## Saved data entries
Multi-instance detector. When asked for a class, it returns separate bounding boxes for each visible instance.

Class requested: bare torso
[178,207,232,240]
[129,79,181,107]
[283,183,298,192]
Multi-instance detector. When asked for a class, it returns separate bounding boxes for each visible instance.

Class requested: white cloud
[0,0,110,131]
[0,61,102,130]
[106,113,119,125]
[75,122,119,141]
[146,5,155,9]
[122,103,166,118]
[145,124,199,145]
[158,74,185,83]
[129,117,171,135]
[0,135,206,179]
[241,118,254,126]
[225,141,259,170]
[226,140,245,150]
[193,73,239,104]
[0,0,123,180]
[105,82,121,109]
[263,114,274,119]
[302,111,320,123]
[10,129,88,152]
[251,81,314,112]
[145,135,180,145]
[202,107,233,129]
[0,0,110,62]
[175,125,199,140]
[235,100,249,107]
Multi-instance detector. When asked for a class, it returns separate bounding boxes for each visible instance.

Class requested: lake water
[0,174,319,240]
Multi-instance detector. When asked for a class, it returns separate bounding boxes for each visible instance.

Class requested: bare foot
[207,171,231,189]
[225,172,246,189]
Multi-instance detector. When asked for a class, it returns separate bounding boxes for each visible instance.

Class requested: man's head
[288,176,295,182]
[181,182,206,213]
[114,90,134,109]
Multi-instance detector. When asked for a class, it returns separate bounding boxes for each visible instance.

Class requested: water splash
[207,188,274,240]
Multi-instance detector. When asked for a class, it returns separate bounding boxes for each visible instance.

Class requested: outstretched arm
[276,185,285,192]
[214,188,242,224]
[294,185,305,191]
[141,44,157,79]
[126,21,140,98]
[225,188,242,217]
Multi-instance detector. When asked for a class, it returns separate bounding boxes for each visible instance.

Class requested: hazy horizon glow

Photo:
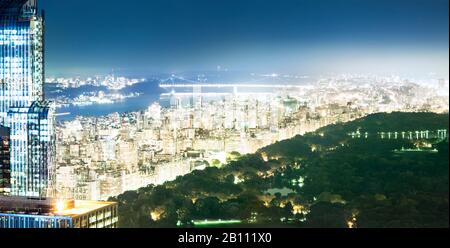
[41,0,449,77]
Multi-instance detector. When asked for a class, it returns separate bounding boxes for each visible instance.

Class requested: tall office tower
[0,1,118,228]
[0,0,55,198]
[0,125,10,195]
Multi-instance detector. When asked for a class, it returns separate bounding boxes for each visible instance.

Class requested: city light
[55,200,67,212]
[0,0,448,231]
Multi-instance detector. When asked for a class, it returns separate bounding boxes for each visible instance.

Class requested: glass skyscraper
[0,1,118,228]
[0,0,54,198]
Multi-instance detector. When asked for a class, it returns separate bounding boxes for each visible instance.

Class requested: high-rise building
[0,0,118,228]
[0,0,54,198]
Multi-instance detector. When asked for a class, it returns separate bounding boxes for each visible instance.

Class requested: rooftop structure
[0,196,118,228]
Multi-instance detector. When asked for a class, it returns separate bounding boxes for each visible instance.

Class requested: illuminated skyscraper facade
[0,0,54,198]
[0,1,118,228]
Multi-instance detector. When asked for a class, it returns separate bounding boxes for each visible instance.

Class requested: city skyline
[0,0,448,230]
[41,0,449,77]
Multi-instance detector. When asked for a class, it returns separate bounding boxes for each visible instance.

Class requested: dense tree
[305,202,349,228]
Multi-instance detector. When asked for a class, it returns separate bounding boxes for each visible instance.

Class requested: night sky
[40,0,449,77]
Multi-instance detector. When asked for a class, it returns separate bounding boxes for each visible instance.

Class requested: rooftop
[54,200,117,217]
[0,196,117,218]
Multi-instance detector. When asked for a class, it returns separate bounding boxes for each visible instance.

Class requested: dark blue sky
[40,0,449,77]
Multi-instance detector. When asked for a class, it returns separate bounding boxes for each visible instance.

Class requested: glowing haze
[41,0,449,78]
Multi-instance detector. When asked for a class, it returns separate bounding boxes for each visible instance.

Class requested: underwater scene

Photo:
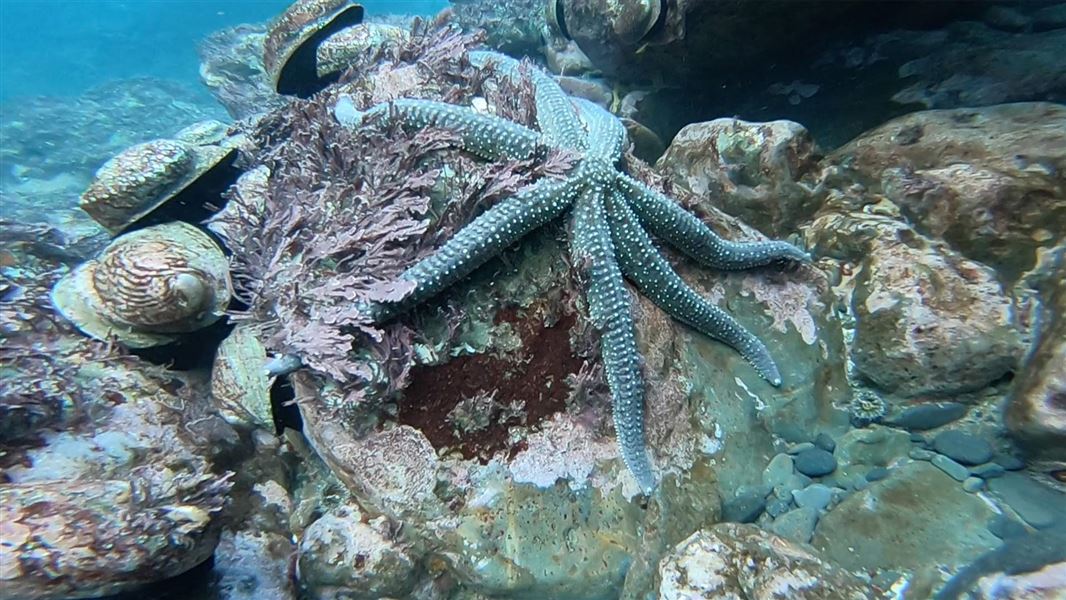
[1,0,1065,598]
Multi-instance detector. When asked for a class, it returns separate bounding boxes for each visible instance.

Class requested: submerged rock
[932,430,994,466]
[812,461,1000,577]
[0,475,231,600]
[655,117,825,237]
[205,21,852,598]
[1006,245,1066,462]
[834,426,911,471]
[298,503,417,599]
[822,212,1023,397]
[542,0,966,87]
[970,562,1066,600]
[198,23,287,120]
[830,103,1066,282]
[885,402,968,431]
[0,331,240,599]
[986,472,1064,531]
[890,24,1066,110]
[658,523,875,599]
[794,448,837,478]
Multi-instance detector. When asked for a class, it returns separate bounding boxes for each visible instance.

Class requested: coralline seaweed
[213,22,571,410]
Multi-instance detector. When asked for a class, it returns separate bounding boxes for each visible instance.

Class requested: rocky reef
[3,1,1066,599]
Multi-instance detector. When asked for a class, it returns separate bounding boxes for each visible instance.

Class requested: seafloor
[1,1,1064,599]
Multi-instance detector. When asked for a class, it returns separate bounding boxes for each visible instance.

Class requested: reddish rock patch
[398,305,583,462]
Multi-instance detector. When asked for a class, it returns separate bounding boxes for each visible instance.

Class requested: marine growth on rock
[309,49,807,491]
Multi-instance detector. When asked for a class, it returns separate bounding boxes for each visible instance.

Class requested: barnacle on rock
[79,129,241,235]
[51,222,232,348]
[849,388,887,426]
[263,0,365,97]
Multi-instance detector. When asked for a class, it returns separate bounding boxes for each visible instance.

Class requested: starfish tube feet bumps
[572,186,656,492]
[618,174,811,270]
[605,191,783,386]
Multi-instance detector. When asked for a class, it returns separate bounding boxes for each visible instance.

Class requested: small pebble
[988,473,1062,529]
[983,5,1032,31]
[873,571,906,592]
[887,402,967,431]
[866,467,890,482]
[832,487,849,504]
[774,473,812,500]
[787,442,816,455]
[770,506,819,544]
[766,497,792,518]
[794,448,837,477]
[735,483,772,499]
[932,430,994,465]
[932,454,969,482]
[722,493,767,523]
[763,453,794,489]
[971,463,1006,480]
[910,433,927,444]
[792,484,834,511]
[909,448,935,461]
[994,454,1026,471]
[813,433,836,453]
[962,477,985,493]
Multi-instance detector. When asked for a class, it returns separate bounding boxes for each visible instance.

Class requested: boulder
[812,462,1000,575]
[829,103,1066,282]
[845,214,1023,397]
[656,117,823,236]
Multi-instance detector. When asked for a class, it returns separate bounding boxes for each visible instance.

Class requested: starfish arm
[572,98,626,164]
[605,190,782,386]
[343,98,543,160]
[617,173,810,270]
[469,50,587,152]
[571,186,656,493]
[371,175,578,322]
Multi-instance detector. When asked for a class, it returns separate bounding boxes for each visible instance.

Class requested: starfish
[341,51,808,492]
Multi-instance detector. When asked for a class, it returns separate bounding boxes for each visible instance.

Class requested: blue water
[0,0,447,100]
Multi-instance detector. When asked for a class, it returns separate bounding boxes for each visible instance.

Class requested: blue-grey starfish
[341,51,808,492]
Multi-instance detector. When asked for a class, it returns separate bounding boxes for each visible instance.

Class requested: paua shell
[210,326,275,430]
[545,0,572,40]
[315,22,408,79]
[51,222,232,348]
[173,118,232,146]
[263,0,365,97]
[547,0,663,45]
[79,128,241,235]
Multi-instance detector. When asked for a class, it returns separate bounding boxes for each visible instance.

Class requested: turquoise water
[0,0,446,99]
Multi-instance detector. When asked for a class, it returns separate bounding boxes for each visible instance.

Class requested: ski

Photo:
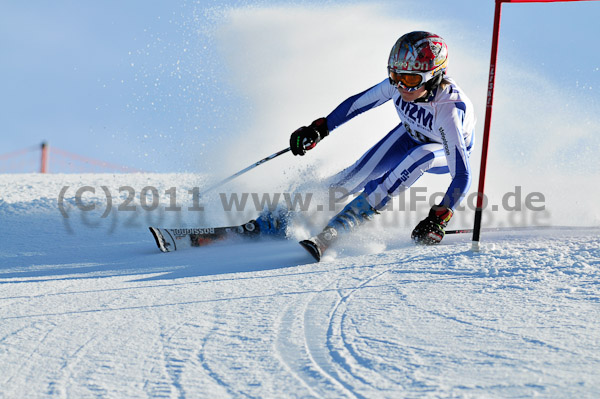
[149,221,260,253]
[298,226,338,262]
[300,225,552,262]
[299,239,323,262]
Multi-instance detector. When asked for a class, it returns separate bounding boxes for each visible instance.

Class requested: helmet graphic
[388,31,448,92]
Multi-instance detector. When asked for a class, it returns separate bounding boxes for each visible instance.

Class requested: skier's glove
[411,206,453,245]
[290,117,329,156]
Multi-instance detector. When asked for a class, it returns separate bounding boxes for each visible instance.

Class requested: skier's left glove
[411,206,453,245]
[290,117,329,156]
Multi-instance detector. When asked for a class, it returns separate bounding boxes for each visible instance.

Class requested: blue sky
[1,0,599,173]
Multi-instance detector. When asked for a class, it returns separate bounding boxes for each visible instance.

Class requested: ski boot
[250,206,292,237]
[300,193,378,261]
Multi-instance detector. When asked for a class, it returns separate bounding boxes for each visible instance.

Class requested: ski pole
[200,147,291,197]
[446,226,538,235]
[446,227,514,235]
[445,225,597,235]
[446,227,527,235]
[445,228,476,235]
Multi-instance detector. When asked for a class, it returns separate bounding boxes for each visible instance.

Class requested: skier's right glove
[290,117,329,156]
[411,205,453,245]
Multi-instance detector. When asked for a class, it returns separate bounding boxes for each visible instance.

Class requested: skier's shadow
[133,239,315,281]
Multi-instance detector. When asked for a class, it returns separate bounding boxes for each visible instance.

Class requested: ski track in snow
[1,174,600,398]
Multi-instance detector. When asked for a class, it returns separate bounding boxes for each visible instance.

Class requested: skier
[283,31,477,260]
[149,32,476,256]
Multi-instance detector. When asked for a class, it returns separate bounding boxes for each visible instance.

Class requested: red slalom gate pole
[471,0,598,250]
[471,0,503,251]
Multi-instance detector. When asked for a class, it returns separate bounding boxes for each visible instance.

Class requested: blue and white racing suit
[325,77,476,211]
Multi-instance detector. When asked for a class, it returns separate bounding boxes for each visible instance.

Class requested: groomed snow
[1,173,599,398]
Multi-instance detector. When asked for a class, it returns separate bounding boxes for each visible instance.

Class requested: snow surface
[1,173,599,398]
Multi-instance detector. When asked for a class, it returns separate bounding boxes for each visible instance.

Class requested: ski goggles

## Work instruction
Which lines run from the one containing "Class requested: groomed snow" to the end of the entries above? Quote exactly those, and only those.

## Finished exercise
Class requested: groomed snow
[1,173,599,398]
Multi-instance detector. When asked for a class, it returns separate bounding boxes for each visible instance.

Class requested: snow surface
[1,173,599,398]
Multi-instance detector. When asked for a class, it returns separate bounding boxes for each visible instance.

Class requested: ski goggles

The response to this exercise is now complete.